Article Information

Hae Yeong Kang¹, Su-Bin Seong¹, Nari Kim¹, Tae Sun Shim², Sooyeon Chung³, Jeong-Ran Kim^1*

¹Department of Research and Development, The Korean Institute of Tuberculosis, Cheongju-si, Republic of Korea

²Department of Pulmonary and Critical Care Medicine, Asan Medical Center, University of Ulsan College of Medicine, Seoul, Republic of Korea

³National Institute of Medical Device Safety Information, Seoul, Republic of Korea

*Corresponding author: Jeong-Ran Kim, Department of Research and Development, The Korean Institute of Tuberculosis, 168-5 Osongsaengmyeong 4-ro, Heungdeok-gu, Cheongju-si, Chungcheongbuk-do, 28158, Republic of Korea.

Received: 27 March 2024; Accepted: 03 April 2024; Published: 17 April 2024

Citation: Hae Yeong Kang, Su-Bin Seong, Nari Kim, Tae Sun Shim, Sooyeon Chung, Jeong-Ran Kim. Evaluation of a Lateral Flow Assay for Rapid and Simple Detection of IFN-γ for the Diagnosis of Latent Mycobacterium tuberculosis Infection. Archives of Microbiology and Immunology. 8 (2024): 148-155.

- [DATASET CONTENT]:
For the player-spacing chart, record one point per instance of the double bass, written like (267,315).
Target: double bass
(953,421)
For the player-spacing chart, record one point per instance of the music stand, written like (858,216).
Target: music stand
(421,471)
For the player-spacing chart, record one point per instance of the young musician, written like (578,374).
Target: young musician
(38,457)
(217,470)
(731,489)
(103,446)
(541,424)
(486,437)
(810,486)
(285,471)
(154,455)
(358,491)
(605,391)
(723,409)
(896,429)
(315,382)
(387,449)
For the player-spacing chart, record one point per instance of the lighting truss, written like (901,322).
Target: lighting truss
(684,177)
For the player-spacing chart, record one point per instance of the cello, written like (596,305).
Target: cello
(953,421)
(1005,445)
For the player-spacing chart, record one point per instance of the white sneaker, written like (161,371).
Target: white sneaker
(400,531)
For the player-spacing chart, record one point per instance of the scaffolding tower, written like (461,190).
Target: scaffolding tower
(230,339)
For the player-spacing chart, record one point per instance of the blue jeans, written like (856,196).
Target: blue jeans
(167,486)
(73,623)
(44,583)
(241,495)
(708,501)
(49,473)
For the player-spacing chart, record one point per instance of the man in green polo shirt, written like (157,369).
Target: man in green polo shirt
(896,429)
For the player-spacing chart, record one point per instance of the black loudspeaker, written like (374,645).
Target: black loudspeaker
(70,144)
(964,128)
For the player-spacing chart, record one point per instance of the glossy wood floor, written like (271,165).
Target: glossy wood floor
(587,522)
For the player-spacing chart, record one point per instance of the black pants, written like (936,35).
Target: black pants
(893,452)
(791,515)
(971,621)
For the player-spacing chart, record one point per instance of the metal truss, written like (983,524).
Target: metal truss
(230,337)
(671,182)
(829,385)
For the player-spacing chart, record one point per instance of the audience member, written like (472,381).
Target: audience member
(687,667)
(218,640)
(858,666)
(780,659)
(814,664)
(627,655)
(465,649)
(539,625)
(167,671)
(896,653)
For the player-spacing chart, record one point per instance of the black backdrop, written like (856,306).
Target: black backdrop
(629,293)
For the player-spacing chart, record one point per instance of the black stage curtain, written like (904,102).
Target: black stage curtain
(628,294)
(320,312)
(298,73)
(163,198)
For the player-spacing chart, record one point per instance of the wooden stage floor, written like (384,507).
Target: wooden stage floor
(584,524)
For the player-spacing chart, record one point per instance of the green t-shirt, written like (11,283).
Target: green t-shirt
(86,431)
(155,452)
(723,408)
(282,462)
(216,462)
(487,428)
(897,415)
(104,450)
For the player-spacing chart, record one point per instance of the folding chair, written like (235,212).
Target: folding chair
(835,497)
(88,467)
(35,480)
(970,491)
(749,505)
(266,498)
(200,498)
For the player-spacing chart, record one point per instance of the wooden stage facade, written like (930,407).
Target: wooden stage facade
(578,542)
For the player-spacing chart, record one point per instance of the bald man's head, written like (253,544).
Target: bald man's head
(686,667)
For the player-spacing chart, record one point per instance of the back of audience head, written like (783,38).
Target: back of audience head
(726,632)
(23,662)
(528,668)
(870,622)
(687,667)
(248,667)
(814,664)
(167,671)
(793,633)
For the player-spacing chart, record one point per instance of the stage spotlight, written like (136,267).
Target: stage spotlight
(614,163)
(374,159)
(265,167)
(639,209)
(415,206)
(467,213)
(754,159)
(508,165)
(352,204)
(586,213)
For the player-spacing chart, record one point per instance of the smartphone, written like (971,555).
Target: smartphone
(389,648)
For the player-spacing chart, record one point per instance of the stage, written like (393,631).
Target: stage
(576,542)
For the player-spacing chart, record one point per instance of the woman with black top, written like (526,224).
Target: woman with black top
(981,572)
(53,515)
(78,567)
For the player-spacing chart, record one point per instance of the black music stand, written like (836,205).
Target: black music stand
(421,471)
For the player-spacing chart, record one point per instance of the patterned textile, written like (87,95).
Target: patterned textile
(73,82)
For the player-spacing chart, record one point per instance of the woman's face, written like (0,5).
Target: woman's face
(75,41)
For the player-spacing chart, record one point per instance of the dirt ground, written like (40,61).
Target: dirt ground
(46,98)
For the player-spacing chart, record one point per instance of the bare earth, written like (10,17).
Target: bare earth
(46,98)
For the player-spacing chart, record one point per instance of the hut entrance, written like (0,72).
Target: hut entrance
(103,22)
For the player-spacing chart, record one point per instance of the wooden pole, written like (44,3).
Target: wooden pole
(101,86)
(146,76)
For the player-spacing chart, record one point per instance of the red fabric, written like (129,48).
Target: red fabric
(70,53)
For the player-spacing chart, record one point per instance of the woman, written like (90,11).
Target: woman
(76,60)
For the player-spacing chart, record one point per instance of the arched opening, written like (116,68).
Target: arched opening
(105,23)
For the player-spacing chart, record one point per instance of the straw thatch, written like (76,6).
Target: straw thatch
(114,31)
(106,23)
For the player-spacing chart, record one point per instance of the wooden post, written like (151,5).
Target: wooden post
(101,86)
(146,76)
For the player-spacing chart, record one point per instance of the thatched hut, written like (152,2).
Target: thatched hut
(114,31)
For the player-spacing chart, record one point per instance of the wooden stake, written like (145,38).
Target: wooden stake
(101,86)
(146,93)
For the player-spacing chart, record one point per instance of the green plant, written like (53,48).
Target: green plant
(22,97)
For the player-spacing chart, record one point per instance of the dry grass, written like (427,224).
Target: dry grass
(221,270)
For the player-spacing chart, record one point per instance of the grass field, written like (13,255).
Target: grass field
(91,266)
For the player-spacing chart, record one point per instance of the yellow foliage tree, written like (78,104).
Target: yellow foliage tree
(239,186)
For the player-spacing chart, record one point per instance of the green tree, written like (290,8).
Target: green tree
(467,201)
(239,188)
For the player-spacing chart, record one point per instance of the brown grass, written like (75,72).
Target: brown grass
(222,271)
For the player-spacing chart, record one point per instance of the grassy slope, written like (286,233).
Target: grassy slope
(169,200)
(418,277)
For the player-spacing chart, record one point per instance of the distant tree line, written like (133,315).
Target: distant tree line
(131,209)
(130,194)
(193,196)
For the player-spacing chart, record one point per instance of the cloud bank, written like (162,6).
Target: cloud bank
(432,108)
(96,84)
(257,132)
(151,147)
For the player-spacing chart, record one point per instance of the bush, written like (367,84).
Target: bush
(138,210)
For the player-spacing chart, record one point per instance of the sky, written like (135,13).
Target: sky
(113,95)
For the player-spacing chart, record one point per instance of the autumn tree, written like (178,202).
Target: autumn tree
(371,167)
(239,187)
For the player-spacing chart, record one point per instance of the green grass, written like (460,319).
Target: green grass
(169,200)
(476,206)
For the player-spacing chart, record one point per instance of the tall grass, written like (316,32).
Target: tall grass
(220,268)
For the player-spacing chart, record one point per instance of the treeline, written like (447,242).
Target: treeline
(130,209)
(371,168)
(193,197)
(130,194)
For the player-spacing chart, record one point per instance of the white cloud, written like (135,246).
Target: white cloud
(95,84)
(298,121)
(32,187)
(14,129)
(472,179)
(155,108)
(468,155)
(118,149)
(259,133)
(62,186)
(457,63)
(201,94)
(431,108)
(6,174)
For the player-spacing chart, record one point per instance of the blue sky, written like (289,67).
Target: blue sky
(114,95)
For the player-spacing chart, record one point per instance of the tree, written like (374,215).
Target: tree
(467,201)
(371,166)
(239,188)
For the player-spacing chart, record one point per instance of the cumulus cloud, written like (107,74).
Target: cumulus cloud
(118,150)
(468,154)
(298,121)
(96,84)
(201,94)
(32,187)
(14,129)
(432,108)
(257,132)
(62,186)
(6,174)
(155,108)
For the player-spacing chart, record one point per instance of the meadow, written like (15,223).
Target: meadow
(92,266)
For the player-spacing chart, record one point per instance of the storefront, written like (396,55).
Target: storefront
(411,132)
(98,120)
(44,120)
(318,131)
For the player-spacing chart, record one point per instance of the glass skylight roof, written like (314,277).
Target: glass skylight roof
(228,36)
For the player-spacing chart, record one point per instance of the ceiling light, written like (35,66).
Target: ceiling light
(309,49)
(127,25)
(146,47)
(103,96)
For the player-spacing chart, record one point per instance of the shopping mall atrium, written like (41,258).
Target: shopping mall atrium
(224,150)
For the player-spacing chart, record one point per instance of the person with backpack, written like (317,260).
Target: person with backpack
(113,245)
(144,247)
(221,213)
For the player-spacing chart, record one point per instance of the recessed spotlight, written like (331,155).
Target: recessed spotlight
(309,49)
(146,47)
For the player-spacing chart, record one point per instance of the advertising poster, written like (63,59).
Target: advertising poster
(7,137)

- [PROBLEM A]: Reproduce the part of the article information that begins at the words "Article Information" and stops after the words "Republic of Korea.".
- [PROBLEM B]: Using the article information, decide whether each statement agrees with it: (i) The article was accepted on 03 April 2024. (ii) Tae Sun Shim is the corresponding author. (iii) The National Institute of Medical Device Safety Information is located in Cheongju-si. For each, answer yes or no and quote the deciding words.
- [PROBLEM C]: Extend the article information beyond its final citation line.

- [ANSWER A]:
Article Information

Hae Yeong Kang¹, Su-Bin Seong¹, Nari Kim¹, Tae Sun Shim², Sooyeon Chung³, Jeong-Ran Kim^1*

¹Department of Research and Development, The Korean Institute of Tuberculosis, Cheongju-si, Republic of Korea

²Department of Pulmonary and Critical Care Medicine, Asan Medical Center, University of Ulsan College of Medicine, Seoul, Republic of Korea

³National Institute of Medical Device Safety Information, Seoul, Republic of Korea

*Corresponding author: Jeong-Ran Kim, Department of Research and Development, The Korean Institute of Tuberculosis, 168-5 Osongsaengmyeong 4-ro, Heungdeok-gu, Cheongju-si, Chungcheongbuk-do, 28158, Republic of Korea.

- [ANSWER B]:
(i) Yes: "Accepted: 03 April 2024"
(ii) No: "*Corresponding author: Jeong-Ran Kim"
(iii) No: "³National Institute of Medical Device Safety Information, Seoul, Republic of Korea"

- [ANSWER C]:
Abstract

Keywords

Lateral flow assay; Latent tuberculosis infection; Interferon-gamma release assays; Enzyme-linked immunosorbent assay

Article Details

Abbreviations:

Mtb: Mycobacterium tuberculosis; TB: Tuberculosis; IFN-g: Interferon-gamma; IGRAs: Interferon-gamma release assays; LFA: Lateral flow assay; QFT-GIT: QuantiFERON-TB Gold In-Tube; QFT-plus: QuantiFERON-TB Gold Plus; ELISA: Enzyme-linked immunosorbent assay; ESAT-6: Early secreted antigenic target 6 kDa; CFP-10: Culture filtrate protein 10 kDa

1. Introduction

One-quarter of the world’s population is estimated to be affected by latent Mycobacterium tuberculosis (Mtb) infection, approximately 5–10% of which eventually develops into active tuberculosis (TB) by the reactivation or re-infection of Mtb [1]. Accurate diagnosis of latent TB infection is crucial to facilitate early treatment of infectious cases and reduction of the spread of TB [2].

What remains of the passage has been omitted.